• [EXERCISE TASK]:
Reproduce every line of the data below, starting at the line containing "[Batch job #auto] Object class: stop" and running through the end of the data, with both ends included. Shift each bounding-box coordinate by adding 48 to it, and leave all other text unchanged.

• [Object detection data]:
______________________________
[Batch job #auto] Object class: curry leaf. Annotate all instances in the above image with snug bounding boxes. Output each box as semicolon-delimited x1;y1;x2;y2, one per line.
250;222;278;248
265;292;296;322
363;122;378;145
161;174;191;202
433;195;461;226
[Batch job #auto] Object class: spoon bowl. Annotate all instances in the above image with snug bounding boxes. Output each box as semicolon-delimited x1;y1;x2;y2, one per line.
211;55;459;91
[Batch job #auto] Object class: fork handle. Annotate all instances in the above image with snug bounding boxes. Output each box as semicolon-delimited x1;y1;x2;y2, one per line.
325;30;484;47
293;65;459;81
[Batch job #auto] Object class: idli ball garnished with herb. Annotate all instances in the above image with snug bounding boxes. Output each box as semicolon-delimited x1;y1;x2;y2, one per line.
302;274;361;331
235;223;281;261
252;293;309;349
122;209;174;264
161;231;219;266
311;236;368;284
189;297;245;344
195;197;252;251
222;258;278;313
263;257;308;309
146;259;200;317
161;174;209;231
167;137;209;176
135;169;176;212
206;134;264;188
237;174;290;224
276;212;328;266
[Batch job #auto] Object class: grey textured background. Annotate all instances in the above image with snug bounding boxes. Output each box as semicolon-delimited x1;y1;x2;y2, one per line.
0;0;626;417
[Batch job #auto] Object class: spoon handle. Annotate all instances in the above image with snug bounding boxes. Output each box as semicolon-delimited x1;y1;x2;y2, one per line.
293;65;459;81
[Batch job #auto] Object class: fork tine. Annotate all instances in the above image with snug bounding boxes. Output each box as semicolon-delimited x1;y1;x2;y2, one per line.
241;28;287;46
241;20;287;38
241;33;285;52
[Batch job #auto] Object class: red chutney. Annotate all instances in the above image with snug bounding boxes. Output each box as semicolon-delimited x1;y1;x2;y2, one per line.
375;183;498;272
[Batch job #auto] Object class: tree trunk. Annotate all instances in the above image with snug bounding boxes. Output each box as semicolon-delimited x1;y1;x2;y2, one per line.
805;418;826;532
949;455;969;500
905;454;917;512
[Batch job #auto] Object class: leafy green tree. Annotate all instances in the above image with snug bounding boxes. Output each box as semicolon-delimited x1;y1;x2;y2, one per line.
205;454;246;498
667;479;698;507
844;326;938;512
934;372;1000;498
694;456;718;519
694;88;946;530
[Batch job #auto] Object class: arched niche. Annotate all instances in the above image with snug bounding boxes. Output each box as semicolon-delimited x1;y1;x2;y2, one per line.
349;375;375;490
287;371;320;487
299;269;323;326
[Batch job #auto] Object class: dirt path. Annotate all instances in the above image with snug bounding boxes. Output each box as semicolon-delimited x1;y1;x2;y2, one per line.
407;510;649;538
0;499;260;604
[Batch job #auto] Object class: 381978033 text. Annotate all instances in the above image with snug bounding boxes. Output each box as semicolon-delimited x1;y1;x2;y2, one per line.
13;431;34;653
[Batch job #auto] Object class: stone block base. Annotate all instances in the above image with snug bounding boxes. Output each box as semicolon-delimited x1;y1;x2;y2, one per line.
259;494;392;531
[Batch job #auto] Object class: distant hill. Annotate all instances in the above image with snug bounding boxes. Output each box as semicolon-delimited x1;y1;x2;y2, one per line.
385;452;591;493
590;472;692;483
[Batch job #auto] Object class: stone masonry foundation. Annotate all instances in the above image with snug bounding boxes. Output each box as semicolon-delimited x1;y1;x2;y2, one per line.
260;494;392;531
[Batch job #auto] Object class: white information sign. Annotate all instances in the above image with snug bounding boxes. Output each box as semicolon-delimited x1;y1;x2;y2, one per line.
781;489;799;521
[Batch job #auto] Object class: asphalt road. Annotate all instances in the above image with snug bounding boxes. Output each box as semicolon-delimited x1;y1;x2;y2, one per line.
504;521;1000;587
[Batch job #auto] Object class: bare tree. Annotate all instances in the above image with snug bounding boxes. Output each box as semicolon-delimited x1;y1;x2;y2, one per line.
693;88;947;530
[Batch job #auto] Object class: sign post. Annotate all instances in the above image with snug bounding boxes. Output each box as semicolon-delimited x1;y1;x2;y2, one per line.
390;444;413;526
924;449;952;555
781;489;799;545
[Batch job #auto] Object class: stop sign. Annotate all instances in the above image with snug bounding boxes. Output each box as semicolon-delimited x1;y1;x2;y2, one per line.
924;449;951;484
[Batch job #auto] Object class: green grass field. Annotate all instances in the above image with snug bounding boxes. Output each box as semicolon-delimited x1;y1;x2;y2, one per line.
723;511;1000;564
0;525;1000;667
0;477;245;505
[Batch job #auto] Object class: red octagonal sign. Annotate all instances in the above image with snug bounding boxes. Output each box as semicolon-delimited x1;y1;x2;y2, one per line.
______________________________
• [SOLUTION]:
[Batch job #auto] Object class: stop sign. Annotate all instances in the above image with snug bounding boxes. Output each box as semicolon-delimited x1;y1;x2;y2, one per line.
972;497;999;532
[Batch job #auto] Object class: green grass field. Annotate all instances in the above image with snug bounding boxes. Output each box as semicolon-delimited x1;y1;x2;y2, one per line.
771;559;1048;612
48;573;1048;715
48;525;293;553
[Batch job #auto] Object class: red octagonal sign. Annotate all instances in the above image with snug bounding boxes. Output each box as semicolon-delimited x1;y1;x2;y2, one per line.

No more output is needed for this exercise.